→ Source records:
********
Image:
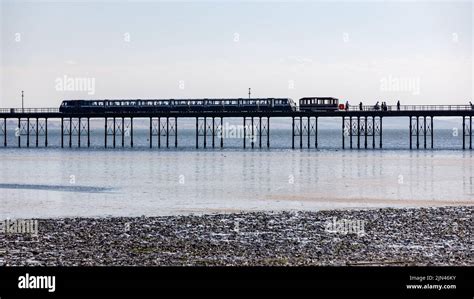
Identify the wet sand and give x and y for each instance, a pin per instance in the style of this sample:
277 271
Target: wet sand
418 236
********
→ What this task involves: All the records need to be repeated exactly, with the images dropped.

→ Task output:
Image:
Identify the wet sand and give x and y for each instance, a pin per instance in the style of this sample:
277 271
Target: wet sand
418 236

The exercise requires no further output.